EXTRACT ::
────────────────
Good Friday – April 6, 2007
John 18:1 – 19:37
St. Giles Church, Northbrook IL – The Rev. Cynthia J. Hallas
Were you there when they crucified my Lord?
The words of that beloved and universally known spiritual, that we’ll all sing together in just a few minutes, ask a question that is basic to our liturgical observance of this day.
We’ve just concluded our customary ‘group’ reading of the Johannine passion. By reading it the way we do, we have put ourselves, as best we can, in 1st century Judea, and have involved ourselves in actions that we like to think we’d protest or shun or at least avoid if confronted with them today – capital punishment inflicted on a clearly innocent man, public execution as mass entertainment, the manipulation of popular opinion. If we were, in fact, there when they crucified our Lord, what role would we take?
For myself, I know that I cannot witness or read John’s version of Jesus’ passion without getting caught up in the sheer humanity of it all. It seems that all the world’s suffering, all humanity’s brokenness, all society’s evil, all a culture’s dysfunction come to a head on a hill outside of Jerusalem in what was a hugely public event that has become for us an action of universal meaning. We all have the gift of historical hindsight and we would be horrified to think that what happened to the Son of God 2000 years ago could happen to the Son of God in our own day and time and yet all we have to do is look around us, read the newspapers, log on to the internet, listen to radio, watch TV, to know that in fact, it could and it would and it does. Good Friday is a day that lets us look into a mirror, and what we see reflected back to us, about ourselves and our world, gives even the most optimistic and hopeful among us reason for doubt, fear, and despair.
And yet at the same time the story it tells is deeply personal. One of the reasons for that is that each of the ‘characters’, the ‘players’ if you will, these people who were there when they crucified our Lord, displays characteristics that each and any of us possess and that can and do all too easily find their way to the surface of our behavior.
────────────────
RAW RECORDS ::
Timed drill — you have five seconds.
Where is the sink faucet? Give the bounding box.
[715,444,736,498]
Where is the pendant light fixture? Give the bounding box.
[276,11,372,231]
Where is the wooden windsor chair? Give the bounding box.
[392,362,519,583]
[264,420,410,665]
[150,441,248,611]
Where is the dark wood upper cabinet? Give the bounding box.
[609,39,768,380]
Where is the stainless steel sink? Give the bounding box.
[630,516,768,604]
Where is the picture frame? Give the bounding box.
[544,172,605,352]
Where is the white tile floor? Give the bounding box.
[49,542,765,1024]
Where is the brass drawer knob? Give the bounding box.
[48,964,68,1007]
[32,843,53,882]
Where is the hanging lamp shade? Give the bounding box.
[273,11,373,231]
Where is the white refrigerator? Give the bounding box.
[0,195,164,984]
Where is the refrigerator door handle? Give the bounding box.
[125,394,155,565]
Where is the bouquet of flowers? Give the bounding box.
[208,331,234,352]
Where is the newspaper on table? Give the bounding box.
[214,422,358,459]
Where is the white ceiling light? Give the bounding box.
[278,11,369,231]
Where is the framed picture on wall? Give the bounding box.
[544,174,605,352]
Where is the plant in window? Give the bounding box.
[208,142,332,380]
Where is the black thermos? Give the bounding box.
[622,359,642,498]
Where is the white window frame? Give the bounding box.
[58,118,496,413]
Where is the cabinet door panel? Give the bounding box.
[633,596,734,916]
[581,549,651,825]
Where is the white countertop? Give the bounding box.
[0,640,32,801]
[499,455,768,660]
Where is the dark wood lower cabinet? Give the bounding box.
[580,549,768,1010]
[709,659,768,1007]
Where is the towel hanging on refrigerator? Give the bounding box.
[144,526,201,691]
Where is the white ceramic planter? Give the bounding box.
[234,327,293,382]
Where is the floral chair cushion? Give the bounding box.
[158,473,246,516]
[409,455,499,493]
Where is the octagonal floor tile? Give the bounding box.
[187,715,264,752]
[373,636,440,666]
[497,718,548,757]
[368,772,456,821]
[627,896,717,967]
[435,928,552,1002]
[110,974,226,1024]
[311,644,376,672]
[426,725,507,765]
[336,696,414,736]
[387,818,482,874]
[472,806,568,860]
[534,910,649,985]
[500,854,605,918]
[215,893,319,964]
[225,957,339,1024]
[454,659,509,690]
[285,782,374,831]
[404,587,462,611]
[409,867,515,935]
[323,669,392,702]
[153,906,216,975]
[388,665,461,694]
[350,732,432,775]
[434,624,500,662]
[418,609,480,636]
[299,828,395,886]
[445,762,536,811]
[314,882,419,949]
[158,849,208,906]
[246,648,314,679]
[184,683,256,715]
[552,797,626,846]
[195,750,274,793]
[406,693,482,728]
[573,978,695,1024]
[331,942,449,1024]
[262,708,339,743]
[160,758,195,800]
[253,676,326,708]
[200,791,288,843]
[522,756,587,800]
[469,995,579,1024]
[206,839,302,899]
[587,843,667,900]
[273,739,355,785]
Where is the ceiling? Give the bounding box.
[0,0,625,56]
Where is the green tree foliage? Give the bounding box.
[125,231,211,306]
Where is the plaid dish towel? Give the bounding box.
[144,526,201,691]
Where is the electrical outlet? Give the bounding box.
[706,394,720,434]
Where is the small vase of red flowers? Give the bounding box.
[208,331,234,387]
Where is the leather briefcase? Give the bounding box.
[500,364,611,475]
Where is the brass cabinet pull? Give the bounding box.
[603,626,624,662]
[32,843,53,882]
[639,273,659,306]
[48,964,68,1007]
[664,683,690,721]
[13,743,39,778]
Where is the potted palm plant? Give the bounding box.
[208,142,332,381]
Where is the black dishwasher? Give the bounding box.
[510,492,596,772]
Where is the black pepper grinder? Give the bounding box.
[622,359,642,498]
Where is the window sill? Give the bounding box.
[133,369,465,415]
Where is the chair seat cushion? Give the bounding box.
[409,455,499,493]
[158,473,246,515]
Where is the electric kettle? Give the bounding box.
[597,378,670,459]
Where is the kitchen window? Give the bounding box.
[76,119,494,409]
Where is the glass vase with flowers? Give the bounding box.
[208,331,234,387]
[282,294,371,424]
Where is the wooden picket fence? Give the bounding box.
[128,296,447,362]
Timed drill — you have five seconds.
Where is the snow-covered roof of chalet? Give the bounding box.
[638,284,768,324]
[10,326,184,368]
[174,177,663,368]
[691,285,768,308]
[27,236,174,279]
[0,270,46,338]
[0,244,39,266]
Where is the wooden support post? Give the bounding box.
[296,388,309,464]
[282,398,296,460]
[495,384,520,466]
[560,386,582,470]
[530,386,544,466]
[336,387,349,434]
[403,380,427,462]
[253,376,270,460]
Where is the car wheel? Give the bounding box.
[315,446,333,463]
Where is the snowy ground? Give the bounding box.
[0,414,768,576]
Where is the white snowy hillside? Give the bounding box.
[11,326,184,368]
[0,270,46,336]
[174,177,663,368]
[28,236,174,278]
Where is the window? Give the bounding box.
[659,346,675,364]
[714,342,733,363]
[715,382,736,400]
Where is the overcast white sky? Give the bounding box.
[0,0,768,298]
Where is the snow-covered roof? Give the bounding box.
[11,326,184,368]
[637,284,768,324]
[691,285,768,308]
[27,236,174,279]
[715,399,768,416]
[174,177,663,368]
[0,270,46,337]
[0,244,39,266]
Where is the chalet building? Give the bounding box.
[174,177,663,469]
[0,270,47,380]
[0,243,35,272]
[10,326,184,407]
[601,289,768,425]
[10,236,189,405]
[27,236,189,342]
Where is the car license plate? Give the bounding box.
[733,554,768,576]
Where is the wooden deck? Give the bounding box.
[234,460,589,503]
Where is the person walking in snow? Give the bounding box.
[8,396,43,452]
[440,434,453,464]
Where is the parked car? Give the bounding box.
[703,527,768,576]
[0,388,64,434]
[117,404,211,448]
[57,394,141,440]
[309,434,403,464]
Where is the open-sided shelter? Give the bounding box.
────────────────
PROBLEMS ::
**A)** Retype the stretch of the Good Friday sermon from "Good Friday –" through "of this day.".
**B)** Answer these questions from the Good Friday sermon:
(i) Which Bible passage is listed at its head?
(ii) At which church was it given?
(iii) According to the sermon, Good Friday is a day that lets us look into what?

RESULTS FOR THE EXERCISE ::
**A)**
Good Friday – April 6, 2007
John 18:1 – 19:37
St. Giles Church, Northbrook IL – The Rev. Cynthia J. Hallas
Were you there when they crucified my Lord?
The words of that beloved and universally known spiritual, that we’ll all sing together in just a few minutes, ask a question that is basic to our liturgical observance of this day.

**B)**
(i) John 18:1 – 19:37
(ii) St. Giles Church, Northbrook IL
(iii) A mirror